(AVAILABLE DATA)
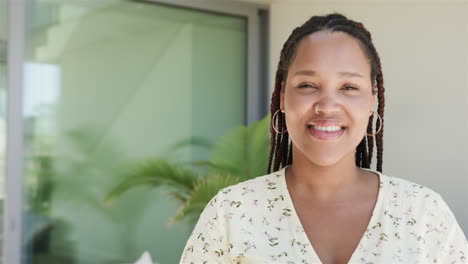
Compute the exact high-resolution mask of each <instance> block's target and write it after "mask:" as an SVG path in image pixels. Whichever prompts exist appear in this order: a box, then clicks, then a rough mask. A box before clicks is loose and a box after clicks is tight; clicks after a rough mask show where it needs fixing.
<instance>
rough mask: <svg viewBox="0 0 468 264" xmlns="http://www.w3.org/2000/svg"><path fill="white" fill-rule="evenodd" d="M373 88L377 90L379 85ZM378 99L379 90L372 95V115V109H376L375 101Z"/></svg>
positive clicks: (371, 109)
mask: <svg viewBox="0 0 468 264" xmlns="http://www.w3.org/2000/svg"><path fill="white" fill-rule="evenodd" d="M373 89H375V91H377V87H375V86H374V87H373ZM376 101H377V92H376V93H375V94H373V95H372V104H371V106H372V108H371V109H370V111H371V115H372V111H374V109H375V106H376V105H375V103H376Z"/></svg>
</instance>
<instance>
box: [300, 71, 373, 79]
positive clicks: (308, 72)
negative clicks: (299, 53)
mask: <svg viewBox="0 0 468 264" xmlns="http://www.w3.org/2000/svg"><path fill="white" fill-rule="evenodd" d="M316 74H317V73H316V72H315V71H310V70H302V71H297V72H296V73H295V74H294V75H308V76H314V75H316ZM338 74H339V75H341V76H343V77H357V78H364V76H362V75H361V74H359V73H357V72H339V73H338Z"/></svg>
(End AVAILABLE DATA)
**REQUIREMENT**
If pictures appear in the data, omit them and copy all other parts exactly.

**FINISHED TASK**
Compute the exact high-resolution mask of each <instance> block's target and write it after "mask:" as an SVG path in image pixels. Whichever prompts exist appear in this order: a box, then clicks, then a rough mask. A box before clicks is loose and a box after clicks is tight; clicks after a rough mask show where it needs fixing.
<instance>
rough mask: <svg viewBox="0 0 468 264" xmlns="http://www.w3.org/2000/svg"><path fill="white" fill-rule="evenodd" d="M373 88L377 90L379 85ZM378 99L379 90L372 95V115V109H376L375 101Z"/></svg>
positive clicks: (371, 109)
mask: <svg viewBox="0 0 468 264" xmlns="http://www.w3.org/2000/svg"><path fill="white" fill-rule="evenodd" d="M373 89H375V91H377V87H375V86H374V87H373ZM376 101H377V92H376V93H375V94H373V95H372V104H371V106H372V108H371V109H370V111H371V115H372V111H374V109H375V106H376V105H375V103H376Z"/></svg>
</instance>
<instance>
box: [300, 71, 373, 79]
positive clicks: (308, 72)
negative clicks: (299, 53)
mask: <svg viewBox="0 0 468 264" xmlns="http://www.w3.org/2000/svg"><path fill="white" fill-rule="evenodd" d="M316 74H317V73H316V72H315V71H310V70H302V71H297V72H296V73H295V74H294V75H308V76H314V75H316ZM338 74H339V75H341V76H343V77H357V78H364V76H362V75H361V74H359V73H357V72H339V73H338Z"/></svg>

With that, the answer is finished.